*What is expected*: Pick up the article below on II-VI's quarterly results and continue it from its last sentence.

*Text block*:
++++++++++++++++++++

What happened

Shares of II-VI (COHR -3.37%) stock popped more than 10% in early trading Tuesday after the maker of laser components announced stronger-than-expected sales in conjunction with an in­-line earnings report last night.  

Heading into earnings day, analysts had predicted II-VI would earn "adjusted" profits of $0.36 per share on sales of just $610.3 million. As it turned out, II-VI hit that earnings target -- and produced sales of $666.3 million.  

II-VI shares remain up 5.2% as of 12:35 a.m. EST.

Green laser

Image source: Getty Images.

So what

Emphasizing the sales beat, II-VI introduced its report with a boast that its $666.3 million in fiscal Q2 2020 sales "exceeded [the] top end of our guidance by 6% and [beat] the analysts' consensus by 9%." Sales were strong "across most markets," continued II-VI management, and while the company lost money according to generally accepted accounting principles (GAAP), it was profitable pro forma, and the GAAP loss was because of "$91 million of one time transaction expenses."

So it wasn't all good news.

II-VI grew its sales 94% year over year by absorbing Finisar and its revenue stream, but the company's losses as calculated according to generally accepted accounting principles (i.e., its GAAP loss) tripled to $1.08 per share. Even when those losses are taken pro forma, II-VI saw a 36% reduction in profits to the aforementioned $0.36 per share (which met Wall Street's prediction).

++++++++++++++++++++

Records from a collection
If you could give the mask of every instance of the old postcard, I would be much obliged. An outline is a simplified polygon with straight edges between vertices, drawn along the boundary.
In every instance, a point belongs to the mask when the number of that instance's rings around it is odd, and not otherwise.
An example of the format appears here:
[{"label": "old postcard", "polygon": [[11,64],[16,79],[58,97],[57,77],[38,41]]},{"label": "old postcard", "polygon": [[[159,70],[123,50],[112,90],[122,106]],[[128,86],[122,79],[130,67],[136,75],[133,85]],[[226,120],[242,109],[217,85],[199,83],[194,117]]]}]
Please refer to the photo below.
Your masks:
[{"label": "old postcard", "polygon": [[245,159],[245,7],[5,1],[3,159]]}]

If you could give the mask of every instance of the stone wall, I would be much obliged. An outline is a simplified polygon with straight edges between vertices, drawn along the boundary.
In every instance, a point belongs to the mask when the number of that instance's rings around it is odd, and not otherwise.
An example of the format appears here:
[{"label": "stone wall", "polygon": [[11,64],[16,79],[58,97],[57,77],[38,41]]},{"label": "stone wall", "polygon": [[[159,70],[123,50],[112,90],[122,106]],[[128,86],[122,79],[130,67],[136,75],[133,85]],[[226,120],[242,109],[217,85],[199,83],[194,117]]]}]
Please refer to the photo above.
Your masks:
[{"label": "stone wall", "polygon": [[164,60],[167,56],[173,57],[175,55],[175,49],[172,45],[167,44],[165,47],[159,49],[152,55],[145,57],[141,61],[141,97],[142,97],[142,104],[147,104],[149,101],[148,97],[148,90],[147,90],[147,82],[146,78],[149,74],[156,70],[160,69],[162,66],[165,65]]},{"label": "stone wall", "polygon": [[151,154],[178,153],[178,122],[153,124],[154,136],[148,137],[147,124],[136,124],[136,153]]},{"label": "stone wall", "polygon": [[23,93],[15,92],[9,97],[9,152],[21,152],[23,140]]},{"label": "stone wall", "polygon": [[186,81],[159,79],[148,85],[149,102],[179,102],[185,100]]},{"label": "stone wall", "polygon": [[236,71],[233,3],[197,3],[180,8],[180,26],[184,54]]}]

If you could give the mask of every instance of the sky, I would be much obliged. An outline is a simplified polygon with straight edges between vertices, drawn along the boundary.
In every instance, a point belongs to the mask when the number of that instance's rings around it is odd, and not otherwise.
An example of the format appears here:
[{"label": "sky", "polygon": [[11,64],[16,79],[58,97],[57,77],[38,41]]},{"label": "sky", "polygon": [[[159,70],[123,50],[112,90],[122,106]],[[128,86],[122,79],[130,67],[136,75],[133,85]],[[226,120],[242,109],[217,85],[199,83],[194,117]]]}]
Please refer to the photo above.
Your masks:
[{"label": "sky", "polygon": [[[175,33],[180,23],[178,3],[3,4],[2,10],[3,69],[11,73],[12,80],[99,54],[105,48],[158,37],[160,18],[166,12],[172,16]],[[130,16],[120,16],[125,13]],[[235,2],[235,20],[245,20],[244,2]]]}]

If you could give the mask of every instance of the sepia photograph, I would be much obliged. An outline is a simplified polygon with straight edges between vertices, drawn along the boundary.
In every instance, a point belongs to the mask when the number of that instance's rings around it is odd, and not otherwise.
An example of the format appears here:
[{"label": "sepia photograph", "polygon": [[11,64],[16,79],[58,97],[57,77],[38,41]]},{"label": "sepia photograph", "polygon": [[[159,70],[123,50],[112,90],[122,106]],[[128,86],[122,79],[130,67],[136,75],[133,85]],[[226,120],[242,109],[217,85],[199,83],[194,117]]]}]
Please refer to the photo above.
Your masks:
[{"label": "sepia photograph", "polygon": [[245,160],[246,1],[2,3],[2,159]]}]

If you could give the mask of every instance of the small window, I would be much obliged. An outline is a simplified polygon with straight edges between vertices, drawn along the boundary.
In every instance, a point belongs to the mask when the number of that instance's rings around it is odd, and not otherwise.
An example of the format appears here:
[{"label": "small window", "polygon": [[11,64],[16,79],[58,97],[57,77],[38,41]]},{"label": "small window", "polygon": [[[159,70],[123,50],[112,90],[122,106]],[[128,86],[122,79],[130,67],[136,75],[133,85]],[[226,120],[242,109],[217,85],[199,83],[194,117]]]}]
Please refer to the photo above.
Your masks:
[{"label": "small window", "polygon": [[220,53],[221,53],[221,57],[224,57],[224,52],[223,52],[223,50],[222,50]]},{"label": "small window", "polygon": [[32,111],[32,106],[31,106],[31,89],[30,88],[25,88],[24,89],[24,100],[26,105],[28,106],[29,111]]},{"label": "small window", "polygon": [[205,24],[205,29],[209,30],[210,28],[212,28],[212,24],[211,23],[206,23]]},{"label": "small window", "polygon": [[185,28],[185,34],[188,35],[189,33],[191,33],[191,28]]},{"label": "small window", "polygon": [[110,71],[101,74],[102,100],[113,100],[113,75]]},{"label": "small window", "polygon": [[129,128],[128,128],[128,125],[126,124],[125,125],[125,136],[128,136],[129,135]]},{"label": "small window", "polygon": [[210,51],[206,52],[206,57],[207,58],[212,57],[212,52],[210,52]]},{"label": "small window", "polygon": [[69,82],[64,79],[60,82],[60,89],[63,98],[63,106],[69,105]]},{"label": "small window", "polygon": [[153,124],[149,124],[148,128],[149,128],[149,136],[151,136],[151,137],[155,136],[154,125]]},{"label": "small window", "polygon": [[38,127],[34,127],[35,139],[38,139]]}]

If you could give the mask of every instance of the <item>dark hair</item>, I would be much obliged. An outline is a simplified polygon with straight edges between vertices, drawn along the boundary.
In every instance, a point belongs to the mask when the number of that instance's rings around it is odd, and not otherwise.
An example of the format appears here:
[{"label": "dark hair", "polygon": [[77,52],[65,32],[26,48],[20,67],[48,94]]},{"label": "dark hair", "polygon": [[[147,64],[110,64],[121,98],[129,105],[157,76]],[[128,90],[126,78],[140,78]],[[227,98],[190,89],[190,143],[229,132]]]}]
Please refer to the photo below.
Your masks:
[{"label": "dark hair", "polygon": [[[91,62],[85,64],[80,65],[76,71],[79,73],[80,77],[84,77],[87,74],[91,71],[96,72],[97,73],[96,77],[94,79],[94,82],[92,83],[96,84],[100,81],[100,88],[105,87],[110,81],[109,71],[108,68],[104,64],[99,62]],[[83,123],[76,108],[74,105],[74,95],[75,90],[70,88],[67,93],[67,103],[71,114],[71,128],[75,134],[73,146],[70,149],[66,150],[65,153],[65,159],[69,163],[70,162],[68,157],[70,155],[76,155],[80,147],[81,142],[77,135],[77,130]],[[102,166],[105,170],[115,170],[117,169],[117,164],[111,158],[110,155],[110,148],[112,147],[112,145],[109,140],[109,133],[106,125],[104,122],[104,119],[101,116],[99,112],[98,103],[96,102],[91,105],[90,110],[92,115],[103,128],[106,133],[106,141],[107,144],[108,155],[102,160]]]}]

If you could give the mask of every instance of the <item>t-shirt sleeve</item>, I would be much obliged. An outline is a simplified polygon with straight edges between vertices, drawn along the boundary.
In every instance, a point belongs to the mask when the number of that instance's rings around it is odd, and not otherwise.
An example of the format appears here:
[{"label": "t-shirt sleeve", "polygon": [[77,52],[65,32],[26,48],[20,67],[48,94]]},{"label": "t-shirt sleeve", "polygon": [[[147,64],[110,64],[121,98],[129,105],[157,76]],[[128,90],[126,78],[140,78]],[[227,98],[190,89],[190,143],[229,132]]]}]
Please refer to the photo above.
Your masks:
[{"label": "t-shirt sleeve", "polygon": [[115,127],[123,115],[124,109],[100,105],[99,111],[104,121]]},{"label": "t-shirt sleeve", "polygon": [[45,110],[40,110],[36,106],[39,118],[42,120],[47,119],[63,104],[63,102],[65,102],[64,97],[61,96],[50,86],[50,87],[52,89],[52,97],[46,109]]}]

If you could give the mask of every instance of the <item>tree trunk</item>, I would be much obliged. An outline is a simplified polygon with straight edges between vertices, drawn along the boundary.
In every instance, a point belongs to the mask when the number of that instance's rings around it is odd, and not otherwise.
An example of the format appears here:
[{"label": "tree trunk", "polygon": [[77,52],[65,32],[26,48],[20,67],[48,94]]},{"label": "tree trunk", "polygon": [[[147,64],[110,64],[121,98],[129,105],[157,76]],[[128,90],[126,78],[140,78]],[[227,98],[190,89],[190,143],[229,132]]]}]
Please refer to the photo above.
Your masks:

++++++++++++++++++++

*Exercise result*:
Now what

Fiscal Q2 was "the first full quarter of II-VI operations with Finisar included," as management pointed out, which starts the process of eliminating questions over how comparable future results are to II-VI's performance before the acquisition. Still, there are going to be a few more quarters ahead in which pro forma numbers need to be considered.

Looking ahead, therefore, management predicts that this current fiscal Q3 2020 should end with II-VI making between $550 million and $600 million in sales, figures that include the effects of coronavirus concerns that may depress results by $50 million or more. Pro forma profits could land in a much wider range of from $0.02 to $0.32 per share.

That's a lot less profit than the $0.39 per share that Wall Street is predicting, by the way. But so far at least, it seems investors are willing to give II-VI a pass on that.